Arrange the lines of the material below as a Markdown table with the columns Number and Line, starting with the line that contains "point: headphone ear" and going on through the line that contains "column 82, row 194". Omit blank lines.

#### Stored rows ####

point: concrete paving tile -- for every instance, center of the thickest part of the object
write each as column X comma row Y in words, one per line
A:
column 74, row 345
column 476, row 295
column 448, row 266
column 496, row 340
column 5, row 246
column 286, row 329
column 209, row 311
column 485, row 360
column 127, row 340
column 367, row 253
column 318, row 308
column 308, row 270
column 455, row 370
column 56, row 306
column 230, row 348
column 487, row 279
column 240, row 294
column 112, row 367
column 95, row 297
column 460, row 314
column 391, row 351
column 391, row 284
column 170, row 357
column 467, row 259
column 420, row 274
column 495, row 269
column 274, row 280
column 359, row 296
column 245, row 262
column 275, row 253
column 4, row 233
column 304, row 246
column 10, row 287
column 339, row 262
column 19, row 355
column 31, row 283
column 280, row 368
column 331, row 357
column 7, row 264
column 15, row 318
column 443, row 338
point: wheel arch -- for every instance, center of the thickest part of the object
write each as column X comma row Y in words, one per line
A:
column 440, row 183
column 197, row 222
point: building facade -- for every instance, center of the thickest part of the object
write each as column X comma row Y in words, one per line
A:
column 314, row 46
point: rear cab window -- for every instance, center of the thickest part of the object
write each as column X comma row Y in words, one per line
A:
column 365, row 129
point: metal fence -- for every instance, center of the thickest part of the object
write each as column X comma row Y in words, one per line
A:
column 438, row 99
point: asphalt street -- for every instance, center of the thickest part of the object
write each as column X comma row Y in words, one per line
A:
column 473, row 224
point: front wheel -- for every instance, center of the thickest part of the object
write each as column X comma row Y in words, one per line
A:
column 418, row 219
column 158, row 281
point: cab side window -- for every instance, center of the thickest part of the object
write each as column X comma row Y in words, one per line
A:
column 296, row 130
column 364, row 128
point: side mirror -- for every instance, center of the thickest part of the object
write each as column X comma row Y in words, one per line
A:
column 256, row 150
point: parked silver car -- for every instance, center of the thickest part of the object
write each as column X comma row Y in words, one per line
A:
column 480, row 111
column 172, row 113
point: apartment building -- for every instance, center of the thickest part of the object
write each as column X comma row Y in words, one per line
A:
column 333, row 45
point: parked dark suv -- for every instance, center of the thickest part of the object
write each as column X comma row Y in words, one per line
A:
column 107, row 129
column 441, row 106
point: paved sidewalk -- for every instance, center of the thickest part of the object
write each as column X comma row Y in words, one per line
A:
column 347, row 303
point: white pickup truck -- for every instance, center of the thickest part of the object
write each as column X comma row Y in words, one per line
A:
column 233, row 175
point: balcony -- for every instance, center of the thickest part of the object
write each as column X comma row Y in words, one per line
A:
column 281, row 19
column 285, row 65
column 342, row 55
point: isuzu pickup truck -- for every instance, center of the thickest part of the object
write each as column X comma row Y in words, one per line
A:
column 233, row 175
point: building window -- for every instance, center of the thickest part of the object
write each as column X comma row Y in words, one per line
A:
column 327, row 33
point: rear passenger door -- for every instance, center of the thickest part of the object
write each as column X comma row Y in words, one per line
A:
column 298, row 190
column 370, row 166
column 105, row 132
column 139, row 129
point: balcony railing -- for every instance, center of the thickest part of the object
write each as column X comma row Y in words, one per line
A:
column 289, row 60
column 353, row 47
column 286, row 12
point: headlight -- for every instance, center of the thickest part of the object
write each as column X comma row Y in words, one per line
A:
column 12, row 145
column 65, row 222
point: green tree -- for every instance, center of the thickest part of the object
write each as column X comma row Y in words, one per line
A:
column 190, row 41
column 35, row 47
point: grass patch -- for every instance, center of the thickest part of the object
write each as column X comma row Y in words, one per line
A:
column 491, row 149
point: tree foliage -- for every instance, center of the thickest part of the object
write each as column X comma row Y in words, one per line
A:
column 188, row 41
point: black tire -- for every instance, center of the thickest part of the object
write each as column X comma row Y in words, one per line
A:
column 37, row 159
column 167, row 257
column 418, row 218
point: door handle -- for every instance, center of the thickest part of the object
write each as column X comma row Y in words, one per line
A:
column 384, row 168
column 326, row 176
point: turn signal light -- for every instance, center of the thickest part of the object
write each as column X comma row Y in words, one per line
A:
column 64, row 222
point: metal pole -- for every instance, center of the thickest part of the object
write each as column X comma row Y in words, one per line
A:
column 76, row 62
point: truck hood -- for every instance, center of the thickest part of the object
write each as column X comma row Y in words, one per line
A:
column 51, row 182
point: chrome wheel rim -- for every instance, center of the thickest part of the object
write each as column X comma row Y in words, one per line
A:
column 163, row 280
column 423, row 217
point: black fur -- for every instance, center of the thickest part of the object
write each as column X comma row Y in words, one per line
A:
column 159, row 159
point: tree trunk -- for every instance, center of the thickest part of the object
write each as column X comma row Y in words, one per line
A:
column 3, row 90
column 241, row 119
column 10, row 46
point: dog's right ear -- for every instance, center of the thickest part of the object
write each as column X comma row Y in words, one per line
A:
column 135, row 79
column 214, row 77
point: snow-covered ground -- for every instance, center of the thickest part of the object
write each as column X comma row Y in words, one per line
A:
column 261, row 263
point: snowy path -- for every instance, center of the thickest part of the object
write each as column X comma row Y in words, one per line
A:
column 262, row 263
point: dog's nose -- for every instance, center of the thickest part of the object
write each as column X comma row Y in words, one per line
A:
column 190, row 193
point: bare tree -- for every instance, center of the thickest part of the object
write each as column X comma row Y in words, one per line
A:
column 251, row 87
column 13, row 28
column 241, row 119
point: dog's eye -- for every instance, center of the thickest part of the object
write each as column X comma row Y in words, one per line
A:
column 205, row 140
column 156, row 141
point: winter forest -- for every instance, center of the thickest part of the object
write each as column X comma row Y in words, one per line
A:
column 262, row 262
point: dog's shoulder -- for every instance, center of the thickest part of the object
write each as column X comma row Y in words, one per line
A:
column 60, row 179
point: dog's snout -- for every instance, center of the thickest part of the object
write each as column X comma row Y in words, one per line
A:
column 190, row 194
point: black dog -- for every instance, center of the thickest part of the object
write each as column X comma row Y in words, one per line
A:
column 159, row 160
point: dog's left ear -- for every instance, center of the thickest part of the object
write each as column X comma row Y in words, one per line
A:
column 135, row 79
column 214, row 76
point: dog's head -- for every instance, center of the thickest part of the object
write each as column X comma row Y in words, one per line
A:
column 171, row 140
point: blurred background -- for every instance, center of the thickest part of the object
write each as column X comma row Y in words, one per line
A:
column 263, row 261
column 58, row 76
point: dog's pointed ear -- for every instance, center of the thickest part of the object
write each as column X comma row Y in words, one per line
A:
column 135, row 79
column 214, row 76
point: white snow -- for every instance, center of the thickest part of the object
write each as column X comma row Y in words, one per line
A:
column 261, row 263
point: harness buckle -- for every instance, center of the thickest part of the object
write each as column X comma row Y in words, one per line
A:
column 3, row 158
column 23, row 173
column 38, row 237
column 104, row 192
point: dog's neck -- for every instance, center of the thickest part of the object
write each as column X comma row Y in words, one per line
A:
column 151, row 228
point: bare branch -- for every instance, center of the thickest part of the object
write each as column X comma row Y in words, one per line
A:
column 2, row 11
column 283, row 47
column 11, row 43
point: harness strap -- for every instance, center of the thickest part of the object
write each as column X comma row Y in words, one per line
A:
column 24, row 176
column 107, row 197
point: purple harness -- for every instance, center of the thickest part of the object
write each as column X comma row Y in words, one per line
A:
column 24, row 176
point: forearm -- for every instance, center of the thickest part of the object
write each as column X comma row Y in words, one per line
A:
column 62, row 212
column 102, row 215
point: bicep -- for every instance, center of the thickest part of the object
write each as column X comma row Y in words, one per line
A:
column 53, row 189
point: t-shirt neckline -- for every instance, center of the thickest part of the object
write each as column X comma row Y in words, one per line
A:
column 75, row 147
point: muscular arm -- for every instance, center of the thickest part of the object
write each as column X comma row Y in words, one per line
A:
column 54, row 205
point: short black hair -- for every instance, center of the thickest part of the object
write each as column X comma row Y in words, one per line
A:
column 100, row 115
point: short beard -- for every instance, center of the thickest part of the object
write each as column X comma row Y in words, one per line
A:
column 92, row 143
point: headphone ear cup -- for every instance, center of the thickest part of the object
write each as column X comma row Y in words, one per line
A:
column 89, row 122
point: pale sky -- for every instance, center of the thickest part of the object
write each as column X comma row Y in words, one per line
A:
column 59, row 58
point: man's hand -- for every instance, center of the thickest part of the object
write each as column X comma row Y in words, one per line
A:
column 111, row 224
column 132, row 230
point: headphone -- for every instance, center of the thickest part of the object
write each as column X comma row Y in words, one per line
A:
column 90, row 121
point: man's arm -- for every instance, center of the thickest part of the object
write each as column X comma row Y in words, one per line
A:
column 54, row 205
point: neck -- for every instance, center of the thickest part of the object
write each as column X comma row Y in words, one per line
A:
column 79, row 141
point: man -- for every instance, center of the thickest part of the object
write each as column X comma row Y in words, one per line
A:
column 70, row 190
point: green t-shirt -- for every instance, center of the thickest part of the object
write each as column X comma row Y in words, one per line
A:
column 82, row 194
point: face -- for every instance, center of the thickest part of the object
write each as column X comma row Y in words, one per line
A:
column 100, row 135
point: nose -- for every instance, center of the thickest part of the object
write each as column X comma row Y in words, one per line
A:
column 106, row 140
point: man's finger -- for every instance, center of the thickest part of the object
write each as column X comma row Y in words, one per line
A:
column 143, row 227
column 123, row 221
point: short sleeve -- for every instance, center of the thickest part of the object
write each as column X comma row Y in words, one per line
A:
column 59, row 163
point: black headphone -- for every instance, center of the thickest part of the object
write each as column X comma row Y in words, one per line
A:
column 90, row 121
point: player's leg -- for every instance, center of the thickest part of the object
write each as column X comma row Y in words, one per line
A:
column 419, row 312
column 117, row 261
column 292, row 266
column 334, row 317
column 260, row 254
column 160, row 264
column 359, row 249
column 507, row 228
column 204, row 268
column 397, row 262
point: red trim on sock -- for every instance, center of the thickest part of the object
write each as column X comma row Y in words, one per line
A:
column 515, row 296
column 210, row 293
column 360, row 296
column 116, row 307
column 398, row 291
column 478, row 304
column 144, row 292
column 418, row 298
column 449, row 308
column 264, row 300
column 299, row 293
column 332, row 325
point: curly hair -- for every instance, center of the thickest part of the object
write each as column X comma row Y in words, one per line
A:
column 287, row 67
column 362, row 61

####

• Answer to this task:
| Number | Line |
|---|---|
| 1 | point: headphone ear cup -- for every instance, center of the thickest part of the object |
| 2 | write each as column X comma row Y in words, one per line |
| 3 | A: |
| 4 | column 89, row 122 |
| 5 | point: pale sky -- for every instance, center of the thickest part of the object |
| 6 | write each as column X comma row Y in words, one per line |
| 7 | A: |
| 8 | column 59, row 58 |
| 9 | point: man's hand -- for every instance, center of the thickest part of the object |
| 10 | write each as column X comma row Y in words, one per line |
| 11 | A: |
| 12 | column 111, row 224 |
| 13 | column 132, row 230 |
| 14 | point: headphone -- for every instance, center of the thickest part of the object |
| 15 | write each as column X comma row Y in words, one per line |
| 16 | A: |
| 17 | column 90, row 121 |
| 18 | point: man's arm -- for every instance, center of the thickest part of the object |
| 19 | write each as column X comma row Y in words, one per line |
| 20 | A: |
| 21 | column 54, row 205 |
| 22 | point: neck -- for every instance, center of the thickest part of the object |
| 23 | write each as column X comma row Y in words, one per line |
| 24 | A: |
| 25 | column 79, row 141 |
| 26 | point: man -- for every instance, center of the thickest part of the object |
| 27 | write each as column X comma row Y in words, one per line |
| 28 | A: |
| 29 | column 70, row 190 |
| 30 | point: green t-shirt -- for every instance, center of the thickest part of the object |
| 31 | write each as column X comma row Y in words, one per line |
| 32 | A: |
| 33 | column 82, row 194 |